Exercise
Scan each line of the records for the word "pinnacle" and extract the ones that have it.

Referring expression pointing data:
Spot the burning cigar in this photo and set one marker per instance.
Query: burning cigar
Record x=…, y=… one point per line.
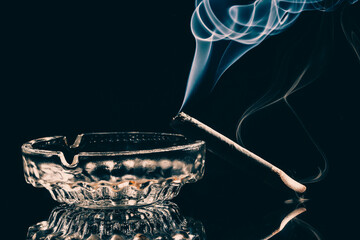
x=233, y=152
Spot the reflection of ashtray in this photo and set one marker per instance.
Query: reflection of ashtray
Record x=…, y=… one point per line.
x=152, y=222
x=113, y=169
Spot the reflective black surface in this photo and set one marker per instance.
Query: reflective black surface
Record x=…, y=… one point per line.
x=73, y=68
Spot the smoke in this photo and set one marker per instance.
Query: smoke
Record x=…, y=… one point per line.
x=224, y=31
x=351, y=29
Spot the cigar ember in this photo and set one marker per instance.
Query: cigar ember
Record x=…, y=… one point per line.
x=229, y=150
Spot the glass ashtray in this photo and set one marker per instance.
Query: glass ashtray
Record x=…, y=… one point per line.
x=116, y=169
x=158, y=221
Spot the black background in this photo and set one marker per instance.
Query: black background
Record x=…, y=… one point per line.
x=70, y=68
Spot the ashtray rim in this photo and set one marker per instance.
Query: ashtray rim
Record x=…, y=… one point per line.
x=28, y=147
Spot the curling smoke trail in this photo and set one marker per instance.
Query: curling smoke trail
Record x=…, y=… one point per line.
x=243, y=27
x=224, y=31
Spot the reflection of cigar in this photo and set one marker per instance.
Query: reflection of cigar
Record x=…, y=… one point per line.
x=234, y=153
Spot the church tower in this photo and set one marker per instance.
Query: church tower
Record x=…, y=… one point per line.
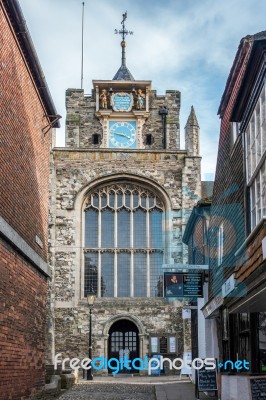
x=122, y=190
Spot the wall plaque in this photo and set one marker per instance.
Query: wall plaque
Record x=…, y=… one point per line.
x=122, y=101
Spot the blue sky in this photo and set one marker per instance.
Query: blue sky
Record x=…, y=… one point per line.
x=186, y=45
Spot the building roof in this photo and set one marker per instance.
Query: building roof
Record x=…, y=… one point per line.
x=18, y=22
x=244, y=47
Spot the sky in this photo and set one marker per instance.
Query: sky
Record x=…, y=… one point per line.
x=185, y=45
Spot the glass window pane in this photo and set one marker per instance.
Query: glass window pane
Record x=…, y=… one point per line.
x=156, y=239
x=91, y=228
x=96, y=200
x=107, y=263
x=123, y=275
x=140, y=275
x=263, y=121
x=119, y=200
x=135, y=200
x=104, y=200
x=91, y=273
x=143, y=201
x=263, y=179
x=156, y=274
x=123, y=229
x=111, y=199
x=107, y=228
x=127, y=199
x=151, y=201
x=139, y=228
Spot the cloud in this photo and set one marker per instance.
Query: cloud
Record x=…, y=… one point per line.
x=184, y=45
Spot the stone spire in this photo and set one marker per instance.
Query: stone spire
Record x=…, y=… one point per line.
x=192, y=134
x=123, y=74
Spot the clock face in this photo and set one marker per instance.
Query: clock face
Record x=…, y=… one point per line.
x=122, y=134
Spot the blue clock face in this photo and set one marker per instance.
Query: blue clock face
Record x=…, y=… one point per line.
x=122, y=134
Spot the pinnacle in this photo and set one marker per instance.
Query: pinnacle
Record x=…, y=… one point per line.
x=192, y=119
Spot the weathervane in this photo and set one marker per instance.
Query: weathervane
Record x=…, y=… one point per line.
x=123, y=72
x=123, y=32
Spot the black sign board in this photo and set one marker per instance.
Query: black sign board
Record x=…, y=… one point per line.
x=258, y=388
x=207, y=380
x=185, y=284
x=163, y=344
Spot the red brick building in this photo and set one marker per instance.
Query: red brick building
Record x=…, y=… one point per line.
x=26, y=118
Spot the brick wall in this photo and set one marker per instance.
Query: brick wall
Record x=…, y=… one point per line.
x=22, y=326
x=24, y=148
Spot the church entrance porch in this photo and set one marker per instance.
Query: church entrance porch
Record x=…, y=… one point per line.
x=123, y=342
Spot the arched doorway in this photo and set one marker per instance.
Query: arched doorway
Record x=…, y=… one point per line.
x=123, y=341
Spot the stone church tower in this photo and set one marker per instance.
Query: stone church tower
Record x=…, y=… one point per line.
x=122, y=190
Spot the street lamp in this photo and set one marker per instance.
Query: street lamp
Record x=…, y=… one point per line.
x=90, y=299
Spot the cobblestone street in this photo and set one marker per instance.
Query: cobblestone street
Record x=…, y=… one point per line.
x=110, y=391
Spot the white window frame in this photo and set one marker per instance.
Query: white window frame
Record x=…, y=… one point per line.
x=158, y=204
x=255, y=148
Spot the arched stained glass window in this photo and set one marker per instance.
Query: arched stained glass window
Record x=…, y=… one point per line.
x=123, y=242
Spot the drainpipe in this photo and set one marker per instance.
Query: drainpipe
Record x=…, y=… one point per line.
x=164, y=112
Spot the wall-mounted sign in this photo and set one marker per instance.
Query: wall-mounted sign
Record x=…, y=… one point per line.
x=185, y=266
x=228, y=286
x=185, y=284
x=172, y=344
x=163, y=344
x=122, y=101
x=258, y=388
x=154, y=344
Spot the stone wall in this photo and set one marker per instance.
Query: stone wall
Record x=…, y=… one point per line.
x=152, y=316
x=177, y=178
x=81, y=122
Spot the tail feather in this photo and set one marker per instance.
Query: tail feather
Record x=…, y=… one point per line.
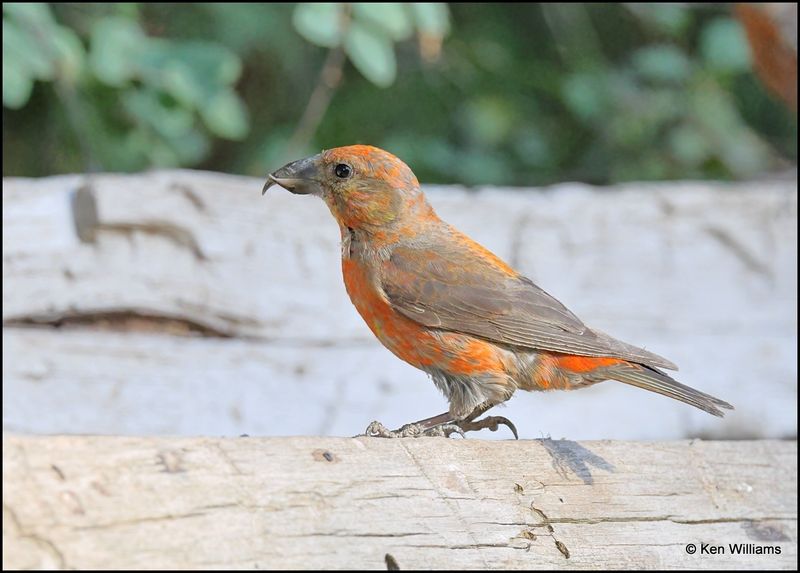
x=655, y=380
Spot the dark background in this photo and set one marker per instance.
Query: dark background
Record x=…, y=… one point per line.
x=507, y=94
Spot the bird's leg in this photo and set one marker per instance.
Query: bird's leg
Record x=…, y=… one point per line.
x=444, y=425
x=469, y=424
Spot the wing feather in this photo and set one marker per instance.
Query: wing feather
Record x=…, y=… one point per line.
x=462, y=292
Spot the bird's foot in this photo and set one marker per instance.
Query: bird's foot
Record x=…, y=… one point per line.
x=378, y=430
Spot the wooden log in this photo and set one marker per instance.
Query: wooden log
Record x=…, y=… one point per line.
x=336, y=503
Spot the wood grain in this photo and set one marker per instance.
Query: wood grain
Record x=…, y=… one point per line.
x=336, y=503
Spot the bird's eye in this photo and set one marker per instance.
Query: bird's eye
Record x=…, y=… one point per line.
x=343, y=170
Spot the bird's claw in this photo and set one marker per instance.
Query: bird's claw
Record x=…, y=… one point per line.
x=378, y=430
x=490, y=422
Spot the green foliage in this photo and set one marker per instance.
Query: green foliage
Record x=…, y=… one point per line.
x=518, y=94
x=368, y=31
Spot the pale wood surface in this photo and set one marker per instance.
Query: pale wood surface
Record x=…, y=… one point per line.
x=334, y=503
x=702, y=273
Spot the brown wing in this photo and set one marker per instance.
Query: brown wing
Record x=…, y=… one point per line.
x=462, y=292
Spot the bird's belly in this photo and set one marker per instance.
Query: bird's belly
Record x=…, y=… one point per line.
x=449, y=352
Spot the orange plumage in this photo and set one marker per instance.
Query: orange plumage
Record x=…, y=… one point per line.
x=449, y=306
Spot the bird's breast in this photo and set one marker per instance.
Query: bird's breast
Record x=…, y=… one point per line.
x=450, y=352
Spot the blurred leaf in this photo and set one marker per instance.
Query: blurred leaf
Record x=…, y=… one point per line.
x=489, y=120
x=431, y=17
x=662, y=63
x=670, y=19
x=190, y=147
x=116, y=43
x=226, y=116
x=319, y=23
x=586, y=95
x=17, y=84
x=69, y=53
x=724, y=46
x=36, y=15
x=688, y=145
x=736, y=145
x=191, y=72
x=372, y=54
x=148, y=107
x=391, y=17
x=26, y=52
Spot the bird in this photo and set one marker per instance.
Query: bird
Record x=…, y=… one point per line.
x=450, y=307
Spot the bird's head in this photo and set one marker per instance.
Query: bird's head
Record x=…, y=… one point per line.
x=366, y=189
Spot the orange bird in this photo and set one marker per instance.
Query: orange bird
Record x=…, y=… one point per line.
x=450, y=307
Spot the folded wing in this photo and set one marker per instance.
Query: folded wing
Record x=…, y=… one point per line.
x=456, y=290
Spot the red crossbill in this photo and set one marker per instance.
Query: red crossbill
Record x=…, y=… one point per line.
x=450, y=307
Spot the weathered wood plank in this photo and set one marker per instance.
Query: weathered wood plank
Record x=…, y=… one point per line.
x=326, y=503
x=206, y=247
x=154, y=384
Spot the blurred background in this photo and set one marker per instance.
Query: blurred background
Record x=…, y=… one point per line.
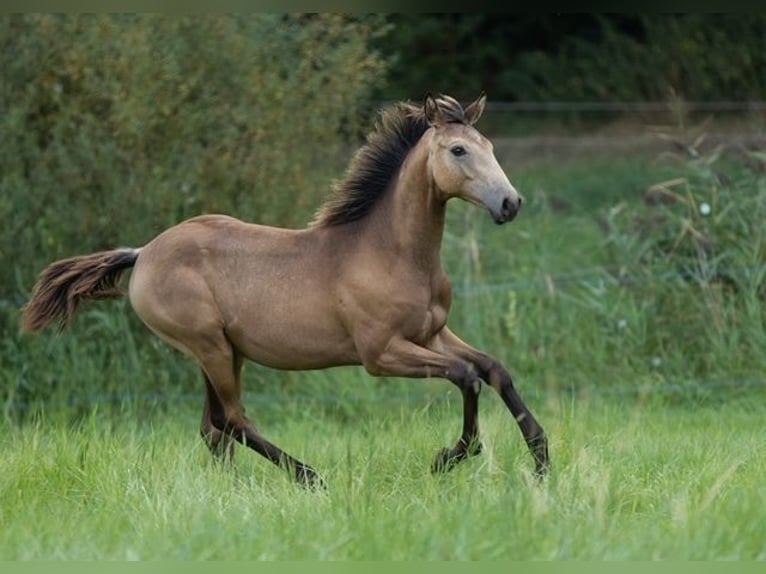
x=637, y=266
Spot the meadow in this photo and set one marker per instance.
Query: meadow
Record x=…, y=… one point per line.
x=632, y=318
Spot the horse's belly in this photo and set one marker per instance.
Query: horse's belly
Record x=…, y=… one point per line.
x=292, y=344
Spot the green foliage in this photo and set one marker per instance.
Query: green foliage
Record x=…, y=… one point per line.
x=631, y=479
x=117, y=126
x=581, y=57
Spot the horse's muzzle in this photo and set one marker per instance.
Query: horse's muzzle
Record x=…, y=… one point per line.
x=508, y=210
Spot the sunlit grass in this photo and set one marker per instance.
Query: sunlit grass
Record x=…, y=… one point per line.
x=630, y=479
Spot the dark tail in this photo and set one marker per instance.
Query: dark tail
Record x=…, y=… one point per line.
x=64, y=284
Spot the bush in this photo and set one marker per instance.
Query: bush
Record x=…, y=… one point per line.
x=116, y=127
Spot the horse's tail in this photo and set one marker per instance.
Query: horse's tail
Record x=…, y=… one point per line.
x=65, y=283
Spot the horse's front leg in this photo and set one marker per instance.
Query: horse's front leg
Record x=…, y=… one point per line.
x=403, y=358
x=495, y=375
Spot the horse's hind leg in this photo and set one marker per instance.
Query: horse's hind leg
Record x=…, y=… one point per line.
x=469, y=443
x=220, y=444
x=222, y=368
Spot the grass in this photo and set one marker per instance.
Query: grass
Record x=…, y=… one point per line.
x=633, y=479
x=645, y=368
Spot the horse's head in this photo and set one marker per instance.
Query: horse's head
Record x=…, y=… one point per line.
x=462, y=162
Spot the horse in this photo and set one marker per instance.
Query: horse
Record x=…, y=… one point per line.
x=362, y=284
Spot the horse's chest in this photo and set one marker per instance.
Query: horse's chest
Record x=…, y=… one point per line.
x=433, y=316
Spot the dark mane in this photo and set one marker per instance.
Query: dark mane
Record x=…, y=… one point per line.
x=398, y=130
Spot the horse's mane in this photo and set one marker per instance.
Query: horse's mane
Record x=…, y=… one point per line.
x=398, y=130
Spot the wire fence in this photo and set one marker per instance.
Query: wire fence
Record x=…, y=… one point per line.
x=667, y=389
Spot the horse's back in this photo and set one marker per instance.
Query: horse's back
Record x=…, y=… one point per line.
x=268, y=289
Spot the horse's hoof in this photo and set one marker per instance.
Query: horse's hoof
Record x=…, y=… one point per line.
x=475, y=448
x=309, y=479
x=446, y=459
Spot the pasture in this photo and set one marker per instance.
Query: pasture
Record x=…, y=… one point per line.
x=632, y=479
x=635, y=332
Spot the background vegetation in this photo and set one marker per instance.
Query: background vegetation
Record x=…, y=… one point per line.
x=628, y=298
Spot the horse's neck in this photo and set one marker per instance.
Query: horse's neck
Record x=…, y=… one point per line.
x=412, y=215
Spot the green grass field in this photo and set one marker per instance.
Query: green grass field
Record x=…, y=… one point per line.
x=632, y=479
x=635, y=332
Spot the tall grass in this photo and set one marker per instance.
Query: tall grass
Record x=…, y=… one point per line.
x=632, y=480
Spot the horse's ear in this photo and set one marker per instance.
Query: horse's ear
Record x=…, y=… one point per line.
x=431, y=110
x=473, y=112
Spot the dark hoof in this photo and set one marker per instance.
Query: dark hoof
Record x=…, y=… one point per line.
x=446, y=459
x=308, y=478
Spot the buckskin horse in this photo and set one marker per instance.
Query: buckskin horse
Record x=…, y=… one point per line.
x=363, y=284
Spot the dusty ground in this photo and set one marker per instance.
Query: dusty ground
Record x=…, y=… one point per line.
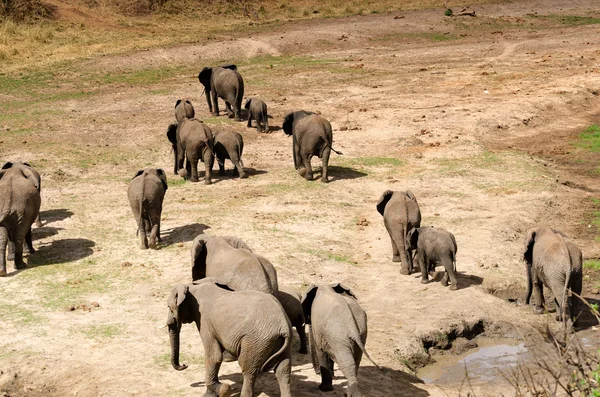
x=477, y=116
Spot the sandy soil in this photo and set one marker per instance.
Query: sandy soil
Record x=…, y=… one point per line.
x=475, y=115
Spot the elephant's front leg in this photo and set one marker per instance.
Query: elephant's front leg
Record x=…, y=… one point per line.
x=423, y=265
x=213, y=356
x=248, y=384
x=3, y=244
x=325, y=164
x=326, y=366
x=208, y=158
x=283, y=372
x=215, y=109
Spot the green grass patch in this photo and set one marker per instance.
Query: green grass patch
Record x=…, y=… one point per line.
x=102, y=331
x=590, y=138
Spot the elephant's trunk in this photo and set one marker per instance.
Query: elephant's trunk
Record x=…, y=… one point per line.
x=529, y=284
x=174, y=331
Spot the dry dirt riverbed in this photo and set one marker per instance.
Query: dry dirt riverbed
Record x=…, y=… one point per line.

Result below
Spot the pinnacle in this photo and set one marker per instance.
Query: pinnacle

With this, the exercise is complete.